> _What to produce_: Set down exactly the lines below between the line holding "column 571, row 433" and the line holding "column 508, row 129", inclusive; no other line belongs in the answer.

*** Excerpted records ***

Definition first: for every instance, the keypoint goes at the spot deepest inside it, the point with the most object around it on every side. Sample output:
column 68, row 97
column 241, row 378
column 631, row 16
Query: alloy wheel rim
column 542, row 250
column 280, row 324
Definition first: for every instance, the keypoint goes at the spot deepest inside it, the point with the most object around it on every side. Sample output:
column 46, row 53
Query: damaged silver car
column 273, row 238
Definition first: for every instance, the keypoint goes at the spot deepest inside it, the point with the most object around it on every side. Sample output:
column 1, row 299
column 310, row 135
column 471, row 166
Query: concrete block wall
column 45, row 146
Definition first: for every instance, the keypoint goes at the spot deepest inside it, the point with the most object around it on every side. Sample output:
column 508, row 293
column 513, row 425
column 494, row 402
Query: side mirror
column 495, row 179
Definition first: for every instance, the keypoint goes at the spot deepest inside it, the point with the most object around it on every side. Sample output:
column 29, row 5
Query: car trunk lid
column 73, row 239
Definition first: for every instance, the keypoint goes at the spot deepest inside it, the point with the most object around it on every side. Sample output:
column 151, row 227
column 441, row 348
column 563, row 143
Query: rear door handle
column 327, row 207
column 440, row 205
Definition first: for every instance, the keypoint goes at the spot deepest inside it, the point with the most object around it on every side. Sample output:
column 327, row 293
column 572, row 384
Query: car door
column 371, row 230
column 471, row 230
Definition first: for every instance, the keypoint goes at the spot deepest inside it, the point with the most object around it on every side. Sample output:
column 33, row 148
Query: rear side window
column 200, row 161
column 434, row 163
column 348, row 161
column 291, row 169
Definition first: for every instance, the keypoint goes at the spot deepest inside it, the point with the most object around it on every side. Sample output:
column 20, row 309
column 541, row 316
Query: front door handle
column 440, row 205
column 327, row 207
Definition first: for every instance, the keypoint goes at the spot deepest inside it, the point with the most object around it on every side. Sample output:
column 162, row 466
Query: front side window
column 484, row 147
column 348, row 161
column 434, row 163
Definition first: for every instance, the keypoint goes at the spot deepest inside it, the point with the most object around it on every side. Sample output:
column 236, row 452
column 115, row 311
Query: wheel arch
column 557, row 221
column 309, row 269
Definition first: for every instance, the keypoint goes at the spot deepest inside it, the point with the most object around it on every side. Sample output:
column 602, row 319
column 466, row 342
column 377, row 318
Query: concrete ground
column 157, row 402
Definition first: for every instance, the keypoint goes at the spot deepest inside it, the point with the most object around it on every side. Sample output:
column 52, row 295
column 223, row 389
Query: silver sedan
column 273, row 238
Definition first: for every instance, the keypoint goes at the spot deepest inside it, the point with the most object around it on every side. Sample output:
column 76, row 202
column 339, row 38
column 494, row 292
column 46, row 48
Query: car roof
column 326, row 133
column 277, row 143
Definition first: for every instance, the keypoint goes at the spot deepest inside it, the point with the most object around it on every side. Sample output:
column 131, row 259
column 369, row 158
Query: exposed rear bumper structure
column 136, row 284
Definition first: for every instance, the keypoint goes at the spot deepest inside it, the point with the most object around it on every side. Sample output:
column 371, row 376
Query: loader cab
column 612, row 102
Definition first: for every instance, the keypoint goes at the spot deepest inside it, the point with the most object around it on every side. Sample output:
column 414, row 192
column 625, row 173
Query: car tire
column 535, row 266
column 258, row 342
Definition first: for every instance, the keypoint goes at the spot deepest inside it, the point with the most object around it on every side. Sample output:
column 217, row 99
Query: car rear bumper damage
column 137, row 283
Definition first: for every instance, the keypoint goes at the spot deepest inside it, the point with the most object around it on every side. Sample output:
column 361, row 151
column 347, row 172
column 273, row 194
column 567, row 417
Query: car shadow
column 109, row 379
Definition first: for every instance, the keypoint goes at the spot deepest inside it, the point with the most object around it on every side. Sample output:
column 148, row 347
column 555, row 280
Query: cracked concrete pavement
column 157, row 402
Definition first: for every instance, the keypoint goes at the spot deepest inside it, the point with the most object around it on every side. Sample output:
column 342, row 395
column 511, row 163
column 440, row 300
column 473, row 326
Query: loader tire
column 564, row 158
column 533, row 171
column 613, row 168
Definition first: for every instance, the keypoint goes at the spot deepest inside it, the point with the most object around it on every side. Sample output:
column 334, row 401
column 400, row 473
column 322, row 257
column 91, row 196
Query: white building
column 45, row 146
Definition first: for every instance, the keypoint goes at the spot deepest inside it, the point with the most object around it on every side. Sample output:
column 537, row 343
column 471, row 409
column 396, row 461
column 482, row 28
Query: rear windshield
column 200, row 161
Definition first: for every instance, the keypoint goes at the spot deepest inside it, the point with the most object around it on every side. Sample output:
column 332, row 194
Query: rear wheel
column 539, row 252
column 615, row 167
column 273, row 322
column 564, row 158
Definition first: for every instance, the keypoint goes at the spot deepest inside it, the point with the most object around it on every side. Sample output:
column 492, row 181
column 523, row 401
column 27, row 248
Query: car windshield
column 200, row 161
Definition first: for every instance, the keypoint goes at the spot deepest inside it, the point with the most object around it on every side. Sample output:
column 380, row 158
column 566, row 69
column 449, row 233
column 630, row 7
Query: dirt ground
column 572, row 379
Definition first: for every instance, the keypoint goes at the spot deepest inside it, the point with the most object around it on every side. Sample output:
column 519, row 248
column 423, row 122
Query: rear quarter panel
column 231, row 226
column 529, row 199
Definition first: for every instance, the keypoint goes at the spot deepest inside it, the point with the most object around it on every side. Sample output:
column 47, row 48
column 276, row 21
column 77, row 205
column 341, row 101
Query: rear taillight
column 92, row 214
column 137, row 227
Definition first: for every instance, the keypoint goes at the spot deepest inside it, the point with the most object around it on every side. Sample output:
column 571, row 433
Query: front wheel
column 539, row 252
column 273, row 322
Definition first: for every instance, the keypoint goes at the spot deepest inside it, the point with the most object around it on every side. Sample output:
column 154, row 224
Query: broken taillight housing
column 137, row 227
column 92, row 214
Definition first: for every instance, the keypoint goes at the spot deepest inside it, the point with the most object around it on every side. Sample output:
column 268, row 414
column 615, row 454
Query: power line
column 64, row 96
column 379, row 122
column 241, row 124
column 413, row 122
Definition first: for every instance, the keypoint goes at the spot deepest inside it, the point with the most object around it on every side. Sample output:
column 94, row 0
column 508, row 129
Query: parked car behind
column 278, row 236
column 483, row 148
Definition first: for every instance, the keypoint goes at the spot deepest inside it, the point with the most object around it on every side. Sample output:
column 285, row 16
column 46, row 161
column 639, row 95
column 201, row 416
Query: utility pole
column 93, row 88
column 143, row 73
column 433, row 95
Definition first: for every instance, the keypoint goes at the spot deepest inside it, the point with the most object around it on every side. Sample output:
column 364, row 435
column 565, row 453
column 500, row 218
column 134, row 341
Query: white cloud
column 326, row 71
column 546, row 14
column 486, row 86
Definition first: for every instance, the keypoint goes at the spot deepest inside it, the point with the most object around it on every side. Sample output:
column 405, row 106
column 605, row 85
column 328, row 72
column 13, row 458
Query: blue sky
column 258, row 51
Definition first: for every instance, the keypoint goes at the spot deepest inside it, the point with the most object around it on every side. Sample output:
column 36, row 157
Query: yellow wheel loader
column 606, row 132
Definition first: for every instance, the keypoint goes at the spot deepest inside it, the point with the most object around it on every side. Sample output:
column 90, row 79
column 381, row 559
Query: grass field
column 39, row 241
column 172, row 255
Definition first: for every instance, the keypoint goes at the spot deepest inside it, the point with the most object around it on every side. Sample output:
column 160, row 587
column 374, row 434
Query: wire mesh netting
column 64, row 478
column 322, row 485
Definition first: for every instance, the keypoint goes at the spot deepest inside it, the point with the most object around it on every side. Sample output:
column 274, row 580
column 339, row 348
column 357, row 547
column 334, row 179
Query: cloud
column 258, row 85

*** End of Excerpted records ***

> _Response for this exercise_:
column 571, row 433
Query: front wheel
column 539, row 252
column 273, row 322
Definition first: for every instance, the keypoint goes at the spot deepest inside it, the point with the most object around it on every side. Sample output:
column 154, row 224
Query: broken taillight housing
column 137, row 227
column 92, row 214
Definition first: for every instance, the keypoint goes at the spot deepest inside it, the point with the most object around it on every side. Sample output:
column 268, row 414
column 615, row 454
Query: power line
column 64, row 96
column 379, row 122
column 241, row 124
column 413, row 122
Definition first: for every instance, the keypoint goes at the spot deepest inside it, the point with the most object around it on every side. Sample output:
column 94, row 0
column 508, row 129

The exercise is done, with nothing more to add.